* [Stated problem]:
Only the lines from the one containing "Where can you find the yellow" through the last line below should be written out, exactly and with both ends kept.

********************

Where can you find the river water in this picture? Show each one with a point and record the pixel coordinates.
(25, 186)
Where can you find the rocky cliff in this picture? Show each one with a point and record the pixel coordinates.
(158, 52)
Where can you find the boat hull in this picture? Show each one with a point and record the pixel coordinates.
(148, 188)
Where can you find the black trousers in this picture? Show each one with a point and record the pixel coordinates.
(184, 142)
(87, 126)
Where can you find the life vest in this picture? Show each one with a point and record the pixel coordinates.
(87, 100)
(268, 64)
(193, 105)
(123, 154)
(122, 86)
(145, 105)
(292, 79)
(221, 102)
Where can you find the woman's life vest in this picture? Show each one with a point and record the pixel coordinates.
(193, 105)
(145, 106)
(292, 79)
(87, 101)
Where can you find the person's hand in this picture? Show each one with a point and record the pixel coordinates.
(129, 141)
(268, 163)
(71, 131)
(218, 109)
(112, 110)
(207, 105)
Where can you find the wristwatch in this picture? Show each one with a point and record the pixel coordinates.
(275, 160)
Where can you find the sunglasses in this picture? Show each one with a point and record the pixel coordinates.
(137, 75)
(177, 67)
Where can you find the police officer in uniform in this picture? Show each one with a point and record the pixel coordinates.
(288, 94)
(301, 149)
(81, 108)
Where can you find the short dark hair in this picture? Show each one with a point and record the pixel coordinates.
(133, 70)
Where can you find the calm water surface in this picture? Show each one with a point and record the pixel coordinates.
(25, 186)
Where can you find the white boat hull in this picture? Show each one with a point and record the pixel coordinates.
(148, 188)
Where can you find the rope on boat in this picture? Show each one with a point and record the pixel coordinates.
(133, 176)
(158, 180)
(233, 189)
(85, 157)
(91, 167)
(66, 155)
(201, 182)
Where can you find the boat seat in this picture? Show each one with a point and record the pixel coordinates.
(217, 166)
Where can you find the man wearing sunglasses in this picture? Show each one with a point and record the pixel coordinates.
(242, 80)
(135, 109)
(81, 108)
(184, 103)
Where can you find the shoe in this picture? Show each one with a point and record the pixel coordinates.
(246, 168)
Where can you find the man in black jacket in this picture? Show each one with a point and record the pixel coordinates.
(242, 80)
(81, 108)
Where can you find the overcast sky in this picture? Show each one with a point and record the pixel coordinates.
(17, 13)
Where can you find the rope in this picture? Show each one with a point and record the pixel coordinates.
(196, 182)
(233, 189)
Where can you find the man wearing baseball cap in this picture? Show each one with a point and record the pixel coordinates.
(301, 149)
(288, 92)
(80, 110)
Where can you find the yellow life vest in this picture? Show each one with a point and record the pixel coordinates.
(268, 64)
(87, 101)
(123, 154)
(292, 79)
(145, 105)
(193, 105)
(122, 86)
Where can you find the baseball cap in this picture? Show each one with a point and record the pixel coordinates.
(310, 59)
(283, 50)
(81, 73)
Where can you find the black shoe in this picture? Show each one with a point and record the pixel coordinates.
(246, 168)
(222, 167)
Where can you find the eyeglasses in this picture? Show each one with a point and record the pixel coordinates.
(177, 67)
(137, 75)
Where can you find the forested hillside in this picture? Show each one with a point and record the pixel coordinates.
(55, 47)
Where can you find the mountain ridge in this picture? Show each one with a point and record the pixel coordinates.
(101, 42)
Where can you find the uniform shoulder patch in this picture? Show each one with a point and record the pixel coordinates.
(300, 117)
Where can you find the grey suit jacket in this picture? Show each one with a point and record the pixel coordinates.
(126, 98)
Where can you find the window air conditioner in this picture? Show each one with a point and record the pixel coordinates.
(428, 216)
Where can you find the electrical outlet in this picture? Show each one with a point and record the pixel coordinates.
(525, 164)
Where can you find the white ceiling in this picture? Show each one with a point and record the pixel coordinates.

********************

* [Task response]:
Where can you find the yellow life vest in this picture? Show each one with a point and record the pixel coordinates.
(268, 64)
(87, 101)
(123, 154)
(292, 79)
(145, 105)
(193, 105)
(122, 86)
Where can you find the baseball cap in this picture? Show each one with a point and record the pixel coordinates.
(310, 59)
(283, 50)
(81, 73)
Where can you find the black shoe in this picture? Show each one with a point and record the pixel coordinates.
(246, 168)
(222, 167)
Where can you find the eyeglasses in this picture? Show each one with a point and record the pixel coordinates.
(177, 67)
(137, 75)
Where can you find the forested hillside in this picture? Show each one with a point and record the pixel coordinates.
(55, 47)
Where can you find the mountain ridge in this picture? Show each one with a point and record the pixel coordinates.
(101, 42)
Where can you find the uniform shoulder patch in this picture? Show each one with a point and record the pixel coordinates.
(300, 117)
Where can you find the grey suit jacket in this picture? Show each one with a point and record the pixel coordinates.
(126, 98)
Where can you find the window air conditioner in this picture? Show each one with a point and record the pixel coordinates.
(428, 216)
Where can you find the electrical outlet in this picture? Show each one with a point and record the pixel coordinates.
(525, 164)
Where can you find the white ceiling in this picture? Show each one with a point and record the pixel coordinates.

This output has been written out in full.